VOTRE OBJECTIF: Reprenez toutes les lignes du matériau ci-dessous sous forme de liste numérotée, en omettant les lignes vides.

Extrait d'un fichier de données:
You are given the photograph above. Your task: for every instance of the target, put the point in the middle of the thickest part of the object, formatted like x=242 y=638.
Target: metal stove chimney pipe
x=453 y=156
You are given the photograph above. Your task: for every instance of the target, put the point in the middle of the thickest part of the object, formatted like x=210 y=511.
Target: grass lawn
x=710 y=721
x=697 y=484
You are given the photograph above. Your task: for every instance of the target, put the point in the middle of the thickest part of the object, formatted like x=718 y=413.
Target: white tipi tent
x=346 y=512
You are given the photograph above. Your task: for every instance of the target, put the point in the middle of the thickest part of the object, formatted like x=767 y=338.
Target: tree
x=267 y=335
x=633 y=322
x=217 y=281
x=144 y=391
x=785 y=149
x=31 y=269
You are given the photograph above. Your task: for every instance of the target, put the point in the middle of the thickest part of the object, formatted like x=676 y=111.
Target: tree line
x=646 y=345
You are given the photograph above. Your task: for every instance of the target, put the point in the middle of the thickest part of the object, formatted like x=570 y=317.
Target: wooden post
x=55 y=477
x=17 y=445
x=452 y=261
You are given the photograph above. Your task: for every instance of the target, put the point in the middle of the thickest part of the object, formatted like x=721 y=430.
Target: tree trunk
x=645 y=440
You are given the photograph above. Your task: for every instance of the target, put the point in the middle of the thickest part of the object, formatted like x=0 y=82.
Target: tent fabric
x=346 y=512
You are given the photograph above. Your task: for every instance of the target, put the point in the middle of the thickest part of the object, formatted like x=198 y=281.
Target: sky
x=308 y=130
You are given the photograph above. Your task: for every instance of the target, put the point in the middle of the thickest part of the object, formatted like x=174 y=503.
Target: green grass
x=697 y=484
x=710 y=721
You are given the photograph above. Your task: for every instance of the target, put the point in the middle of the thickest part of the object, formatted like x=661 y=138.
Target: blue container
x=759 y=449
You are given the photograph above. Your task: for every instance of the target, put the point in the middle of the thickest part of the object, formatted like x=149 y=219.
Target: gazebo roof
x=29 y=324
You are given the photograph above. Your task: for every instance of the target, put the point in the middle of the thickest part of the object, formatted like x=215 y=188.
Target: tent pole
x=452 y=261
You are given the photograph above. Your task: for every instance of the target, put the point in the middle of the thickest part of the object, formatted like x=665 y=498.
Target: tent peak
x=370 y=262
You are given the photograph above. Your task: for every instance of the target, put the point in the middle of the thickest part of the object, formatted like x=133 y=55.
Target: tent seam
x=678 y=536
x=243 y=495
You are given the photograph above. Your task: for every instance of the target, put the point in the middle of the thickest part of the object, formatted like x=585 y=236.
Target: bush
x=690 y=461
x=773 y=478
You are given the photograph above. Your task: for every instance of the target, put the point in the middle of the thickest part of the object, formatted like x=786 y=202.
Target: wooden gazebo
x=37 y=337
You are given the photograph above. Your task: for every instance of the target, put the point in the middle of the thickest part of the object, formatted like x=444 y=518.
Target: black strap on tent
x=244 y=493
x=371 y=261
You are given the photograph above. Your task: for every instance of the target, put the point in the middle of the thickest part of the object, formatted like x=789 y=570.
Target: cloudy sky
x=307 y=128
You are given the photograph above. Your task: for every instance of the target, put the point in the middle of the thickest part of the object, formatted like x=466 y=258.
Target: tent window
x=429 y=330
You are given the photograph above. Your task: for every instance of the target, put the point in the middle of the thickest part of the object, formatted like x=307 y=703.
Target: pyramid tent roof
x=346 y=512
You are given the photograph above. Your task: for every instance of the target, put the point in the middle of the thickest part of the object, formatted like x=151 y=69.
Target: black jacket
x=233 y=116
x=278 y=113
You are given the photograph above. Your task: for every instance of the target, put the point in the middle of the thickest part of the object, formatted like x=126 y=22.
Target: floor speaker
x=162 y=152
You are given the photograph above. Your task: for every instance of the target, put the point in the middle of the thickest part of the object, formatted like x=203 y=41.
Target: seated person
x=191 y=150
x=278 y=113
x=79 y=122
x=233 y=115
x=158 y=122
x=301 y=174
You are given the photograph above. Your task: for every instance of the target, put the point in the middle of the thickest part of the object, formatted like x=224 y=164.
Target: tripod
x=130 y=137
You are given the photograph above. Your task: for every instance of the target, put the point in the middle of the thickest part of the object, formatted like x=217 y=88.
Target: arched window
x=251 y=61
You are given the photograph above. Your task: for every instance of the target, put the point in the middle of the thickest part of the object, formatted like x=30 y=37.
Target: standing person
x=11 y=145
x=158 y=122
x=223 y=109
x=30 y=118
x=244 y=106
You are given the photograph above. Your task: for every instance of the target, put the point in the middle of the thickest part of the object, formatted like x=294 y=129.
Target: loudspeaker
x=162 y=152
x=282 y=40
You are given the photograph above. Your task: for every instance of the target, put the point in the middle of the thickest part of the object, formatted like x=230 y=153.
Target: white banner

TÂCHE ACCOMPLIE:
1. You are given the photograph above. Your task: for every instance of the target, put the point in the middle of the thickest part of the object, formatted like x=242 y=638.
2. Target: metal stove chimney pipe
3. x=453 y=156
4. You are given the photograph above. Your task: for every instance of the target, put the point in the middle of the thickest part of the object, formatted like x=210 y=511.
5. Target: grass lawn
6. x=710 y=721
7. x=697 y=484
8. You are given the photograph above. Your task: for every instance of the target, put the point in the middle of the thickest part of the object, formatted like x=718 y=413.
9. Target: white tipi tent
10. x=346 y=512
11. You are given the photograph above. Your task: for every instance of the target, put the point in the middle of the thickest part of the object, formatted like x=767 y=338.
12. Target: tree
13. x=267 y=335
14. x=633 y=322
15. x=217 y=281
16. x=144 y=391
17. x=785 y=149
18. x=31 y=269
19. You are given the photograph above. Your task: for every instance of the target, put the point in the middle of the thickest part of the object, formatted like x=676 y=111.
20. Target: tree line
21. x=646 y=345
22. You are given the photograph above. Your task: for every instance of the target, put the point in the middle of the thickest part of the object, formatted like x=570 y=317.
23. Target: wooden post
24. x=55 y=477
25. x=17 y=445
26. x=452 y=261
27. You are given the photograph above. Your task: for every instance of the target, put the point in the middle of the thickest part of the object, formatted like x=721 y=430.
28. Target: tree trunk
29. x=645 y=440
30. You are given the photograph above. Your task: for every instance of the target, put the point in the middle of the thickest part of the object, formatted like x=0 y=82.
31. Target: tent fabric
32. x=346 y=512
33. You are given the photograph above. Your task: for every instance of the target, put the point in the middle of the thickest part of the object, formatted like x=198 y=281.
34. Target: sky
35. x=308 y=130
36. You are given the photograph above. Your task: for every instance of the target, put the point in the middle of the thickest part of the object, formatted like x=174 y=503.
37. Target: green grass
38. x=697 y=484
39. x=710 y=721
40. You are given the photograph above. Your task: for every instance of the target, put the point in the middle of the thickest part of the object, formatted like x=661 y=138.
41. Target: blue container
42. x=759 y=449
43. You are given the photograph above. Your task: for every instance of the target, put the point in the middle of the thickest part of the object, formatted like x=149 y=219.
44. Target: gazebo roof
45. x=29 y=324
46. You are given the photograph above. Your task: for every instance of the target, put the point in the middle of the thickest part of the object, formatted like x=215 y=188.
47. Target: tent pole
48. x=452 y=261
49. You are given the photograph above. Your task: for every instance of the target, put the point in the middle of the thickest part of the object, formatted like x=665 y=498.
50. Target: tent peak
51. x=370 y=262
52. You are given the photograph above. Your task: for every instance of the target, put the point in the middle of the thickest part of the object, formatted like x=133 y=55.
53. Target: tent seam
54. x=678 y=536
55. x=243 y=495
56. You are given the photograph above. Your task: for every instance of the target, put the point in the middle of the thickest part of the object, formatted like x=585 y=236.
57. Target: bush
58. x=690 y=461
59. x=773 y=478
60. You are given the photograph above. Your task: for every instance of the target, put the point in the middle of the thickest part of the object, formatted like x=786 y=202.
61. Target: wooden gazebo
62. x=37 y=337
63. You are given the photograph above. Your task: for every instance of the target, put the point in the middle of the thickest part of the object, formatted like x=444 y=518.
64. Target: black strap on tent
65. x=244 y=493
66. x=371 y=261
67. You are given the photograph above. Your task: for every instance of the target, put the point in the middle of the thickest part of the object, formatted like x=789 y=570.
68. Target: cloudy sky
69. x=307 y=128
70. You are given the photograph above. Your task: for every instance of the target, put the point in the middle of the thickest part of the object, formatted like x=466 y=258.
71. Target: tent window
72. x=429 y=330
73. You are given the photograph above. Your task: for every instance of the target, put the point in the middle of the thickest part of the object, formatted like x=307 y=703.
74. Target: pyramid tent roof
75. x=346 y=512
76. You are given the photograph above. Your task: for every instance of the target, put the point in the middle of the thickest part of the object, formatted like x=151 y=69.
77. Target: black jacket
78. x=233 y=116
79. x=278 y=113
80. You are given the photograph above. Your task: for every instance of the target, put the point in the middle of the thickest part of the object, formatted like x=126 y=22.
81. Target: floor speaker
82. x=162 y=152
83. You are given the photograph above. Your task: for every instance of the target, put the point in the middle of the thickest part of the object, formatted like x=203 y=41.
84. Target: seated person
85. x=191 y=150
86. x=278 y=113
87. x=79 y=122
88. x=233 y=115
89. x=158 y=122
90. x=301 y=174
91. You are given the photograph above. Your task: for every instance of the target, put the point in the middle of the thickest part of the object, formatted like x=224 y=164.
92. Target: tripod
93. x=130 y=137
94. You are given the photograph above. Your task: for every instance of the target, put the point in the middle of the thickest part of the object, formatted like x=217 y=88.
95. Target: arched window
96. x=251 y=61
97. You are given the photograph above. Your task: for every instance of the target, put the point in the middle of the thickest part of the object, formatted like x=30 y=37.
98. Target: standing person
99. x=11 y=145
100. x=158 y=122
101. x=223 y=109
102. x=30 y=118
103. x=244 y=106
104. You are given the photograph above. Your task: for every instance of the target, put the point in the middle of the thickest part of the object, formatted like x=294 y=129.
105. Target: loudspeaker
106. x=162 y=152
107. x=282 y=40
108. You are given the photograph above. Your task: for every instance of the target, put the point in the middle of the thickest part of the object, formatted like x=230 y=153.
109. Target: white banner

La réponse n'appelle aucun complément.